(Location identification items)
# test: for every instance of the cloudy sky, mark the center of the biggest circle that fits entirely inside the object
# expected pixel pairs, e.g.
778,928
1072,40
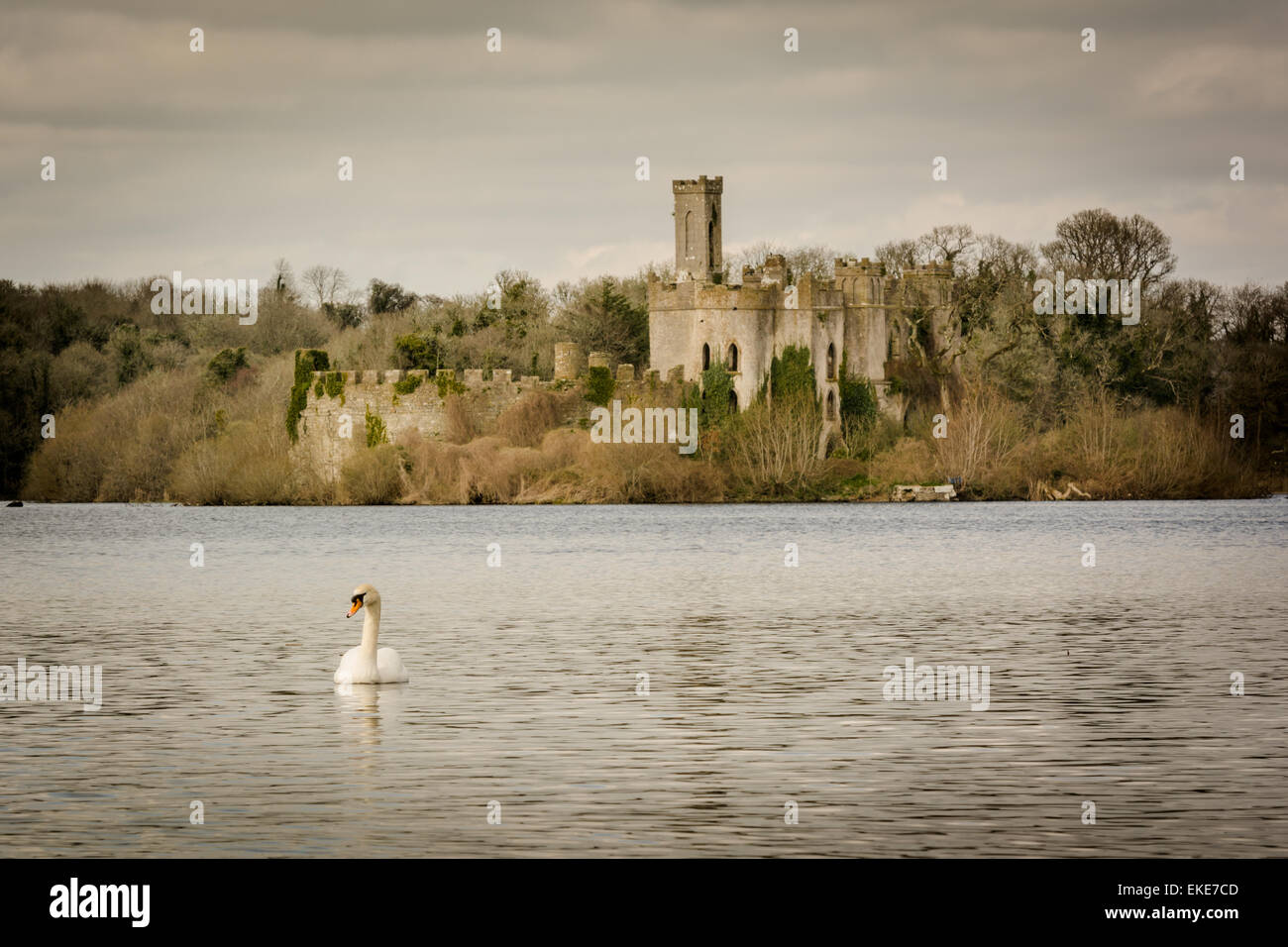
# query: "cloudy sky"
465,162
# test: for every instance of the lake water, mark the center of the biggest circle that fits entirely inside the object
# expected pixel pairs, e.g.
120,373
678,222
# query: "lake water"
1108,684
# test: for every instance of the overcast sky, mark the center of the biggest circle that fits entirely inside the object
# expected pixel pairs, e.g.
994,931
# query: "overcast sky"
465,162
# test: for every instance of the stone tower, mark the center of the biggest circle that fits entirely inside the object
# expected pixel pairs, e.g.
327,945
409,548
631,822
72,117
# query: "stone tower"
697,228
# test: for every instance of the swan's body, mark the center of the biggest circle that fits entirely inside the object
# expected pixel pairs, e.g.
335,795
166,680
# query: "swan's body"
369,664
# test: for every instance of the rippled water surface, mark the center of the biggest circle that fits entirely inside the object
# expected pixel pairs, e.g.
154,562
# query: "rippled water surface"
1108,684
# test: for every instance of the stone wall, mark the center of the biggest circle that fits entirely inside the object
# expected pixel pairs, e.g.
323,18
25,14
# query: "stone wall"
322,441
322,423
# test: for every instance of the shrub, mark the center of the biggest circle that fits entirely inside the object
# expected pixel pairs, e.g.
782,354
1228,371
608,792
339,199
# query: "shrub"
373,476
417,351
526,421
408,384
462,423
307,361
376,431
226,365
245,464
599,385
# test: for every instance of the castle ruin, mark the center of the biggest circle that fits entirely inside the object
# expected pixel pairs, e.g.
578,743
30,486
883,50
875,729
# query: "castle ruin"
855,317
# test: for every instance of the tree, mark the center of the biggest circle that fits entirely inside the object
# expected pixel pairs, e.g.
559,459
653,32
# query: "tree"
601,318
387,296
1095,244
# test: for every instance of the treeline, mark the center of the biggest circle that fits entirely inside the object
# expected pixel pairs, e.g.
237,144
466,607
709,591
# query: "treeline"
76,346
192,407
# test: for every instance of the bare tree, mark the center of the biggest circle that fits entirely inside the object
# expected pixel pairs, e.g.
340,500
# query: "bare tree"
325,283
1099,245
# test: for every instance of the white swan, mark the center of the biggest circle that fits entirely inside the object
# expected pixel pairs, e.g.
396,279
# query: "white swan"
365,664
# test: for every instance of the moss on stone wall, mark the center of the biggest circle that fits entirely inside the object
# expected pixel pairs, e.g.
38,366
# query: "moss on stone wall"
334,385
307,361
376,431
408,384
713,407
858,395
791,372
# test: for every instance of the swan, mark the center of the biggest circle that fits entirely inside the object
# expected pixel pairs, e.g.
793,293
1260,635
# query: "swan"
365,664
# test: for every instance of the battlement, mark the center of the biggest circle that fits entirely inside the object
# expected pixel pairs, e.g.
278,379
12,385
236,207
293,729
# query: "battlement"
702,185
849,265
935,269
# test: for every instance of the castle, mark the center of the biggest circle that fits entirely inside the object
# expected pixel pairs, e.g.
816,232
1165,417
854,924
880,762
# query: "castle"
857,316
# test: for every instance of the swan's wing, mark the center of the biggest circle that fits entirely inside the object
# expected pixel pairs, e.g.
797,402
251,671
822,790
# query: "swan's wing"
390,667
344,673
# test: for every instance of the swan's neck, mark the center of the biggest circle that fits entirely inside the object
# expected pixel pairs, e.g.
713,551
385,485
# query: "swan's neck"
370,629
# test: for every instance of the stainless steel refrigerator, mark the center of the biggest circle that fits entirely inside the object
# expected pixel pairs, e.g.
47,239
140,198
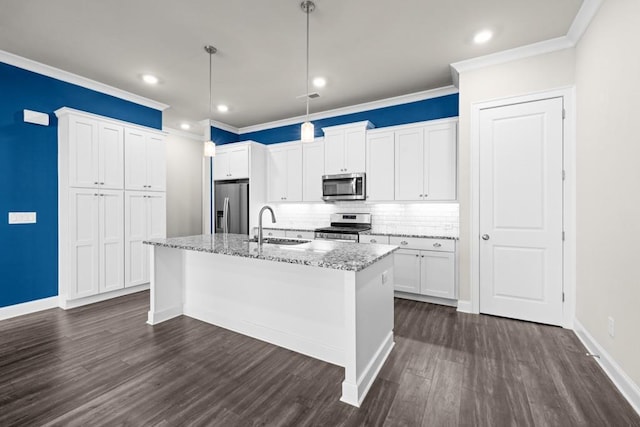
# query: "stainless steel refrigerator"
232,207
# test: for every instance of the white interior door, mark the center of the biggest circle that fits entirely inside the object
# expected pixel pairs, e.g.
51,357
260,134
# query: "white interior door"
521,187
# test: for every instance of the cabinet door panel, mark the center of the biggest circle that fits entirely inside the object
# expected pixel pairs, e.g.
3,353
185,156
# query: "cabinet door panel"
313,169
334,153
135,160
84,240
111,142
221,165
380,167
156,163
409,160
277,171
354,151
440,160
294,174
83,152
111,241
135,234
406,271
438,274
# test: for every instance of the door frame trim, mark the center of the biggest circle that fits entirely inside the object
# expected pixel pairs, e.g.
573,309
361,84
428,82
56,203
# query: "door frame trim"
569,192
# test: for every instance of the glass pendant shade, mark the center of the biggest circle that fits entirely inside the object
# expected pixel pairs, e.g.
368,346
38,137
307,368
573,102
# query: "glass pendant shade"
307,132
209,149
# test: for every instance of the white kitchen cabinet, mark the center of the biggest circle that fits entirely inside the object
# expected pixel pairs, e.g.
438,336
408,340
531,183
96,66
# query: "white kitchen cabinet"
406,270
231,162
425,266
374,238
425,162
292,234
145,160
145,218
312,170
96,156
345,148
380,166
285,173
95,242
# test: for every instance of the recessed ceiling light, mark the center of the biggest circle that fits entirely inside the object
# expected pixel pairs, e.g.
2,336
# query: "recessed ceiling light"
482,36
319,82
151,79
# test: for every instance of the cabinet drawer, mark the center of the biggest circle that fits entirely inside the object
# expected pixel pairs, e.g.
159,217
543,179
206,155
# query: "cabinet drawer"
300,234
428,244
374,238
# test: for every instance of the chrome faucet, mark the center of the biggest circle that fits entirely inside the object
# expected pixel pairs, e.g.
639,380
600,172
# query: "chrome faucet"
273,219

> **Task description**
Pictures are to be left out; all else in the entries above is to be quoted exactly.

> **Answer to this problem**
# test: for every instance of the cloudy sky, mark the center of the biggest circle that fits entirely inside the object
# expected pixel pairs, e.g.
778,928
1072,40
# query: "cloudy sky"
465,162
# test: for every instance of the lake water, mark the center of the biggest circle that fits entirely inside the object
# expected pixel pairs, e.g.
120,373
678,222
# query: "lake water"
1108,684
# test: for every instance of the overcast sky, mark the center of the biggest circle that fits entirely inside the object
# expected pixel pairs, e.g.
994,931
# query: "overcast sky"
465,162
# test: for every instance of the stone tower, mark the center of the biggest circle that fits entirely inside the object
# expected pixel pairs, e.g.
327,945
409,548
631,822
72,117
# query: "stone tower"
697,228
# test: for every instance of the swan's body, mark the center of the biggest circle that fits entirely inside the object
# expected pixel pairs, e.g.
335,795
166,680
# query: "swan's body"
369,664
# test: for every instance of the rippled water surface, mark the center of the biggest circle that fits entirely inside the object
# expected pixel pairs, e.g.
154,562
# query: "rippled water surface"
1108,684
# test: for every instance of the stone wall, mark the center of the biggest circle that fits entirely inside the object
# expected pixel pairs, e.g.
323,18
25,14
# query: "stone wall"
322,441
322,423
# test: for every instance of the shrub, mark the center of the biggest circle that fits entirely inside the object
# expected pixel pairs, e.g.
782,354
1228,371
608,792
339,199
# query: "shrub"
373,476
417,351
526,421
408,384
462,423
307,361
376,431
226,365
245,464
599,385
# test: for every instance of the castle ruin, mark the center of the biggest circle that fits entirely inside the object
# expected pixel pairs, e.g.
578,743
30,486
883,50
875,729
# query: "castle ruin"
855,317
# test: for every instance of the tree, mark the center of the biggest circle that fits entirely inside the object
# expected pixel pairs, e.g.
559,459
653,32
# query: "tree"
601,318
387,296
1095,244
# test: for every instance of the treeline, mark the center of the biggest circle that fits entirely inside the object
# expected pixel pairs, e.g.
237,144
466,607
709,591
# query: "treeline"
76,346
192,407
# test: for every instance of the bare tree, mark the center of the biggest circle that fits entirely inside the object
# expected pixel pairs, e.g.
340,500
# query: "bare tree"
325,283
1099,245
# test: for every instance of the white swan, mark the center of the biggest circle that fits entirely inside the object
# expected pixel pairs, e.g.
396,279
# query: "white swan"
365,664
# test: for every instance of the moss on stone wall, mark the center of the biggest circle that fits entirely inside the object
# expected pixel pairs, e.g.
38,366
# query: "moss on stone wall"
334,385
307,361
376,431
408,384
713,407
858,395
791,372
# test: for every instance of the swan, mark the center of the biggest circle that fits entirely inside the object
# expected pixel pairs, e.g.
793,293
1260,635
# query: "swan"
365,664
# test: for every instance of the battlement, mark the center of the biggest circle that fits entirely inside the object
# expected pixel pairs, e.g.
278,379
12,385
236,207
293,729
# query: "battlement"
702,185
849,265
935,269
# test: for every instance of the castle, mark the center of the biggest circle that fits entirely inside the object
# expected pixel pairs, e.g.
816,232
1165,417
854,924
880,762
# query: "castle"
857,316
# test: for every instance of the swan's wing, mark the center of the biggest circle that fits entirely inside the object
# expected pixel pairs, e.g.
797,402
251,671
822,790
# query: "swan's wing"
390,667
344,673
# test: for every instance of the swan's neck, mark the center of the biggest circle that fits entirely inside the object
# expected pixel pairs, e.g.
713,551
385,485
# query: "swan's neck"
370,629
# test: for every instance of the stainless steel refrigerator, mark the center of the biggest circle that fits entirely inside the object
# expected pixel pairs, e.g.
47,239
140,198
# query: "stainless steel refrigerator"
232,207
# test: for every instance of the white interior door, mark the center of the biggest circle that fits entirely inside the object
# expected pixel pairs, e.g.
51,357
260,134
# query: "white interior door"
521,187
# test: for every instance of the cabinet door panel, mark the center of the biggest circle that fits entirely inside the object
# expected pixel pairs, e.g.
3,353
185,156
# query: "cabinet door panel"
313,169
334,153
135,160
84,240
111,142
221,165
380,167
156,163
409,160
277,171
354,151
440,160
294,174
83,152
111,241
135,234
406,271
438,274
# test: for every instance of the door frame trim, mark the center of the biggest circle that fits entirely inside the object
# expected pixel pairs, e.g.
573,309
361,84
428,82
56,203
# query: "door frame trim"
569,192
# test: for every instance of the glass pendant shade, mark the center of the biggest circle that fits entirely inside the object
# expected pixel pairs, e.g.
368,346
38,137
307,368
573,102
# query: "glass pendant shade"
307,132
209,149
# test: for every instance of the white kitchen cabinet, mark the center of the biggest circle that fits entirely inside the object
# expected pixel pairs, e.g.
438,336
408,340
531,183
96,66
# query: "white kitchen cabinet"
406,270
231,162
425,266
374,238
425,162
292,234
145,160
145,218
312,170
96,156
345,148
380,166
285,173
95,242
# test: for every instance of the recessed ceiling light, mark the center of the biggest circle that fits entirely inside the object
# expected pixel pairs, e.g.
2,336
# query: "recessed ceiling light"
482,36
319,82
151,79
# test: for every instance of the cabinet drawer, mark the center of the biggest circle that fits entirely inside the object
# expected pixel pairs, e.g.
159,217
543,179
206,155
# query: "cabinet drawer"
300,234
428,244
374,238
# test: for every instance of the chrome faucet, mark the center of the biggest circle that fits entirely inside the object
# expected pixel pairs, e.g.
639,380
600,172
# query: "chrome faucet"
273,219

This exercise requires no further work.